- _Aim_
Replace "Objective" with "Goal" everywhere in the material below, and leave everything else the same.
## begin
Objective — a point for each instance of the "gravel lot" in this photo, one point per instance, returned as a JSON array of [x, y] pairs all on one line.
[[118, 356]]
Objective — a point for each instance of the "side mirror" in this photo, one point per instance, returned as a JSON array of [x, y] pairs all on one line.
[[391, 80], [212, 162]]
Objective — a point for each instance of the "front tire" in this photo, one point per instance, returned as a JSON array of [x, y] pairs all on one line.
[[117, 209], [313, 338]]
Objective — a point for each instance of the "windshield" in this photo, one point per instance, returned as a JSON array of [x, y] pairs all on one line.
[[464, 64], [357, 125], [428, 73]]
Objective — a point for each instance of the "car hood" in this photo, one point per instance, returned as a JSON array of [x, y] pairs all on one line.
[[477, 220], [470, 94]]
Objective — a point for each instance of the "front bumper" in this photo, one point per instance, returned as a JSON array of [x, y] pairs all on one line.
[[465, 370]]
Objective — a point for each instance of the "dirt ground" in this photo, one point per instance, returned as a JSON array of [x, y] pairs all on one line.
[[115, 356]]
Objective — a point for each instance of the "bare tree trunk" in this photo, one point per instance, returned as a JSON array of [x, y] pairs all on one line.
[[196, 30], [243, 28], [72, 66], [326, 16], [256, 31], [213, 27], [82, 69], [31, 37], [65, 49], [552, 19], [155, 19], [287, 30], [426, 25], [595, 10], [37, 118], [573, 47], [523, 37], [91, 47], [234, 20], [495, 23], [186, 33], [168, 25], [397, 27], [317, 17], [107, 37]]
## end
- _Response to the exercise_
Goal — a point for each instance of the "gravel lot" in this photo, one point per instance, returned as a JSON array of [x, y] pairs all on one line.
[[118, 356]]
Goal — a point for each instance of the "side mirror" in this photo, one point per instance, returned as a JSON array of [x, y] pairs all on one line.
[[391, 80], [212, 162]]
Goal — a point for each instance of the "front tire" in this photo, one point per instance, returned as a JSON array of [x, y] pairs all on one line.
[[117, 209], [313, 338]]
Goal — a point for each instance of the "windshield" in this photo, one point per instance, returned as a JSON array of [x, y] pairs all on one line.
[[464, 64], [357, 125], [428, 73]]
Goal — a point for each instance of the "car hood" in this photo, one point per instance, returned as a JSON array of [x, y] pairs all on one line.
[[477, 220], [470, 94]]
Goal — a point for each instance of the "front bumper" in this photo, one point per instance, returned as a JSON array of [x, y] pairs all on one line.
[[465, 370]]
Goal — a point for each instance of the "dirt ground" in this photo, one point per instance, returned as a JSON array of [x, y] pairs all on one line.
[[115, 356]]
Goal — a point for each instance of the "bare tree trunk" in this photo, one point per instance, returned as a JSON array of [x, y] pairs all on one line.
[[196, 30], [243, 28], [72, 66], [326, 16], [256, 31], [213, 27], [82, 69], [31, 37], [65, 49], [552, 19], [155, 19], [287, 30], [426, 25], [595, 10], [37, 118], [573, 47], [523, 37], [91, 47], [234, 20], [495, 23], [186, 33], [168, 25], [397, 27], [317, 17], [107, 37]]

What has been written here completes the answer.